Work to complete:
(a) List the Watts tank series that the expansion tank text says meet the ASME requirements.
(b) From the expansion tank text, copy the passage starting at "To properly select" and ending at "the relief valve.".

Extract:
Section VIII of the ASME Boiler and Pressure Vessel Code states certain requirements that must be met by an expansion tank for it to meet ASME construction specifications. The Watts Series ETA, ET-RA and DETA tanks all meet these ASME requirements.
Water Containment solutions allow for thermal expansion while containing thermally expanded water in the plumbing system. The Watts full line of thermal expansion tanks are considered water containment devices. These products require no installation of discharge lines or drains.
Water Relief solutions discharge thermally expanded water at a pressure setting that is below the setting of the water heater's temperature and pressure relief valve. Watts offers a variety of water relief solutions that can be installed on the system piping, in a water closet or on an outside faucet. These products must be piped to a suitable drain or discharge location.
When water is heated in a closed system it expands. Water is not compressible, therefore, the additional water volume created has to go someplace. When an expansion tank is installed the excess water enters the pre-pressurized tank (figure 1). As the temperature and pressure reaches its maximum, the diaphragm flexes against an air cushion (air is compressible) to allow for increased water expansion (figure 2). When the system is opened again or the water cools, the water leaves the tank and returns to the system.
figure 1. As the water temperature increases, the expanded water is received by the tank.
figure 2. As the water and pressure reaches its maximum, the diaphragm flexes against the air cushion (air is compressible) to allow for increased water expansion.
To properly select the correct expansion tank for a system you can either use the selection guide tables which are placed near each tank series throughout this product guide (see figure 3) or use a formula to determine the tank volume and acceptance volume requirements. When using a formula it is necessary to know the water heater capacity, the water supply pressure, the starting and ending water temperatures and the maximum pressure setting of the relief valve.

Image-grounded pointing data:
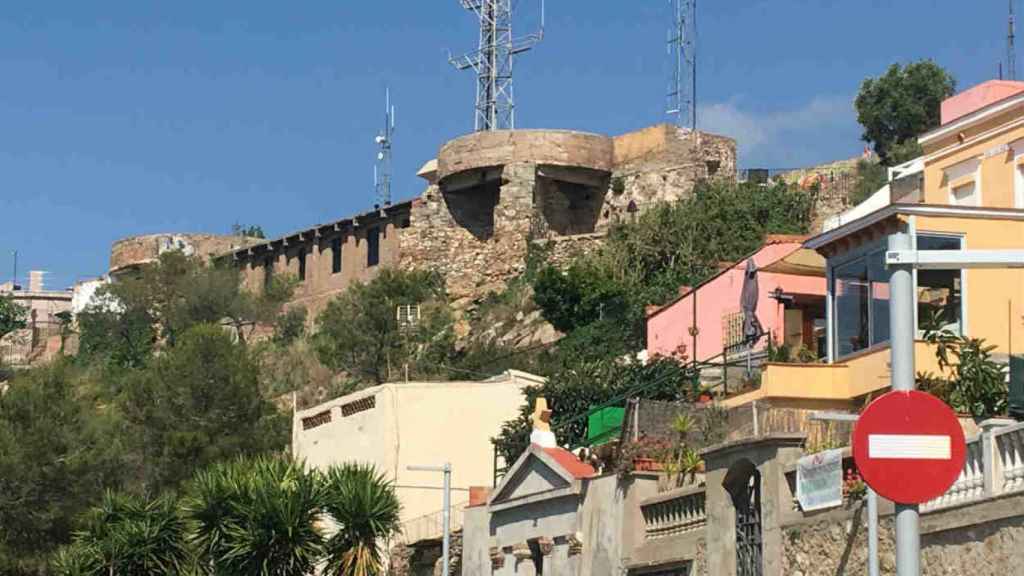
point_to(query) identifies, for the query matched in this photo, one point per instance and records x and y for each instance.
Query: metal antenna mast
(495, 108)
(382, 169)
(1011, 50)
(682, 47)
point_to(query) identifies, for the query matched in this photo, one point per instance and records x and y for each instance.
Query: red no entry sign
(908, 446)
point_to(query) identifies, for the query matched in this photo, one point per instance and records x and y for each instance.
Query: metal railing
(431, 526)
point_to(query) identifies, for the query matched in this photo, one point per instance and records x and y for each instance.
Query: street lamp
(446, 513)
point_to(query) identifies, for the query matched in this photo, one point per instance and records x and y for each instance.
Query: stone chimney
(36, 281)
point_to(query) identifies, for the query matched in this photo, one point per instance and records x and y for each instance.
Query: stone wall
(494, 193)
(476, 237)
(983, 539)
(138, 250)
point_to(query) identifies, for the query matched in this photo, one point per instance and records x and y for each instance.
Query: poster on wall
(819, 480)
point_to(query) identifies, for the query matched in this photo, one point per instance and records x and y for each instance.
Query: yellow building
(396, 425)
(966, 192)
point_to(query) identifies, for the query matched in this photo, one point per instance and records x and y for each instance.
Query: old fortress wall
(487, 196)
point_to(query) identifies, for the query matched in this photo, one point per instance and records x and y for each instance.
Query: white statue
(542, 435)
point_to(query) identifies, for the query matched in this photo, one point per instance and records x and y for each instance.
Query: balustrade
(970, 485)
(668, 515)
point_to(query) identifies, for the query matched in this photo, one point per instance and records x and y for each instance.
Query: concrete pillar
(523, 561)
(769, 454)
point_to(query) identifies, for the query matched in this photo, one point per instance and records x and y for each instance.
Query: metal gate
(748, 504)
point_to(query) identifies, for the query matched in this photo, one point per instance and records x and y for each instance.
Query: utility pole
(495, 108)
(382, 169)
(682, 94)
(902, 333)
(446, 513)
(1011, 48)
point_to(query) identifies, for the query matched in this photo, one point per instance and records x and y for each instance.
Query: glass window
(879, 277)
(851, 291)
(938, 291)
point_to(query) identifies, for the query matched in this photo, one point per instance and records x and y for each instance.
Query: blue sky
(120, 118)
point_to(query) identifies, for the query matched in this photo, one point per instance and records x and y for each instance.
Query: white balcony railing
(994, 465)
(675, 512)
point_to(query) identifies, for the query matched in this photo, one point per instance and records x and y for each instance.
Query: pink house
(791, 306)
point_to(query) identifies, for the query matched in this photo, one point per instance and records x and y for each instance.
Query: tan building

Solution list:
(a) ETA, ET-RA, DETA

(b)
To properly select the correct expansion tank for a system you can either use the selection guide tables which are placed near each tank series throughout this product guide (see figure 3) or use a formula to determine the tank volume and acceptance volume requirements. When using a formula it is necessary to know the water heater capacity, the water supply pressure, the starting and ending water temperatures and the maximum pressure setting of the relief valve.